[Point localization data]

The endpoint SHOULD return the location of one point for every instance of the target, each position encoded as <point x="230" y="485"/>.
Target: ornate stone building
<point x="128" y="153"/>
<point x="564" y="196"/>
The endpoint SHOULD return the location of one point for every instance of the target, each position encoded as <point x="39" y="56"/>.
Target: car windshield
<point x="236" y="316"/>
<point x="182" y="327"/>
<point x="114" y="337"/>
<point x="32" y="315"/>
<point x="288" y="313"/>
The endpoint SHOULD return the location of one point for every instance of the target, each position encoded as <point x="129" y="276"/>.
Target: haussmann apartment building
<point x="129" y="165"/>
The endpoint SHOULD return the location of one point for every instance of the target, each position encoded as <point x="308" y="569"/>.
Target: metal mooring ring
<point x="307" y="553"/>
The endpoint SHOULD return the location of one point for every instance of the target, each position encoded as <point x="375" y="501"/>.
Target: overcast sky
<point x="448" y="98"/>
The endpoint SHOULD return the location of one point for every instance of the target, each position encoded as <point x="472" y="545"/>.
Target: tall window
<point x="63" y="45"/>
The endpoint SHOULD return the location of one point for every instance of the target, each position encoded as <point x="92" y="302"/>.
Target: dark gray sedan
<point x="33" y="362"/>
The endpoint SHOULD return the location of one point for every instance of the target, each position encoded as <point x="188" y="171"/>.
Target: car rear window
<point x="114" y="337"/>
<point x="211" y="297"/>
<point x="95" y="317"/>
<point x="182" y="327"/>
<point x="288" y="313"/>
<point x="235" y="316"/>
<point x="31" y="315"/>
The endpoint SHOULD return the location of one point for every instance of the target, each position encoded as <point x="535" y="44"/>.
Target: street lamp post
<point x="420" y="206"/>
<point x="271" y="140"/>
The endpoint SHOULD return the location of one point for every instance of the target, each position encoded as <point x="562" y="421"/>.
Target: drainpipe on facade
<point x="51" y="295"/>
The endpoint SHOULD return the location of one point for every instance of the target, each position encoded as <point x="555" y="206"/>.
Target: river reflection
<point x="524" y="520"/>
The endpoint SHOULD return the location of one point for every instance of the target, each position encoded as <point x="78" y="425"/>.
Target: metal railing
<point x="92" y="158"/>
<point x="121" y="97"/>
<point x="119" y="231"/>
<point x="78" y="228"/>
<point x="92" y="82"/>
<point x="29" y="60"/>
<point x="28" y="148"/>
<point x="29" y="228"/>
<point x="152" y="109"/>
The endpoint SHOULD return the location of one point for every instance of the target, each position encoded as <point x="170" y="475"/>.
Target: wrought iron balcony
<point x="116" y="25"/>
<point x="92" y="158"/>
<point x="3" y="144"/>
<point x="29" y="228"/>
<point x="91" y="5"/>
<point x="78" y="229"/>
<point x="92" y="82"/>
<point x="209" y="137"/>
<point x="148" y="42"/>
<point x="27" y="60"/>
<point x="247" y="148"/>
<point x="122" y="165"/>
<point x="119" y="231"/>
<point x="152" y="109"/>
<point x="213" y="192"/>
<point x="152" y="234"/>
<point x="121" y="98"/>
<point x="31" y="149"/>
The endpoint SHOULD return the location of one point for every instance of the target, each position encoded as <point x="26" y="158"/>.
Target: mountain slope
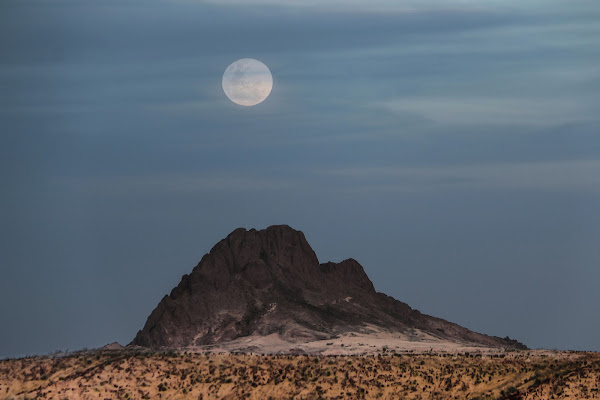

Task statement: Exact copy, no pictures: please print the data above once more.

Response for this exercise:
The endpoint SHOULD return the location of one point for every instance of the target, each position encoded as <point x="230" y="485"/>.
Target: ornate stone building
<point x="128" y="153"/>
<point x="564" y="196"/>
The endpoint SHOULD return the location of one point for every instance of the target, each position encoded as <point x="39" y="56"/>.
Target: car windshield
<point x="236" y="316"/>
<point x="182" y="327"/>
<point x="114" y="337"/>
<point x="32" y="315"/>
<point x="288" y="313"/>
The endpoint SHOULD return the location of one point for every instance of the target, each position encoded as <point x="129" y="276"/>.
Target: haussmann apartment building
<point x="129" y="165"/>
The endpoint SHOULD return the location of one point for every instance of the target, each position encoded as <point x="308" y="569"/>.
Target: metal mooring ring
<point x="307" y="553"/>
The endpoint SHOULD return the location of one point for every instance of the target, each position encoded as <point x="375" y="501"/>.
Target: overcast sky
<point x="448" y="98"/>
The endpoint SHOULD return the location of one point for every instance of the target, each position encoded as <point x="472" y="545"/>.
Target: tall window
<point x="63" y="45"/>
The endpoint SHOULD return the location of one point for every instance of the target, each position encoded as <point x="92" y="302"/>.
Target: dark gray sedan
<point x="33" y="362"/>
The endpoint SHOULD return the location of one point for every instance of the target, each position encoded as <point x="188" y="171"/>.
Target: car rear window
<point x="114" y="337"/>
<point x="211" y="297"/>
<point x="95" y="317"/>
<point x="182" y="327"/>
<point x="288" y="313"/>
<point x="235" y="316"/>
<point x="31" y="315"/>
The endpoint SHOULD return the location of one point for every instance of the target, each position encoded as <point x="535" y="44"/>.
Target: street lamp post
<point x="420" y="206"/>
<point x="271" y="140"/>
The endpoint SHOULD return the location of one point for every instance of the target, each position encoded as <point x="562" y="421"/>.
Target: drainpipe on facade
<point x="51" y="295"/>
The endpoint SHOULD return the location of one point for every instance of the target, each position encoded as <point x="555" y="206"/>.
Target: river reflection
<point x="524" y="520"/>
The endpoint SHOULD return the location of one point for every instance of the target, each position encoded as <point x="78" y="425"/>.
Target: metal railing
<point x="92" y="158"/>
<point x="121" y="97"/>
<point x="119" y="231"/>
<point x="78" y="228"/>
<point x="92" y="82"/>
<point x="29" y="60"/>
<point x="28" y="148"/>
<point x="29" y="228"/>
<point x="152" y="109"/>
The endpoint SHOULD return the location of one point for every instance of the target, each position encoded as <point x="170" y="475"/>.
Target: wrought iron balcony
<point x="116" y="25"/>
<point x="92" y="158"/>
<point x="3" y="144"/>
<point x="29" y="228"/>
<point x="91" y="5"/>
<point x="78" y="229"/>
<point x="92" y="82"/>
<point x="209" y="137"/>
<point x="148" y="42"/>
<point x="27" y="60"/>
<point x="247" y="148"/>
<point x="122" y="165"/>
<point x="119" y="231"/>
<point x="152" y="109"/>
<point x="213" y="192"/>
<point x="152" y="234"/>
<point x="121" y="98"/>
<point x="31" y="149"/>
The endpoint SHOULD return the location of one point for every instance of the target, each position encoded as <point x="26" y="158"/>.
Target: mountain slope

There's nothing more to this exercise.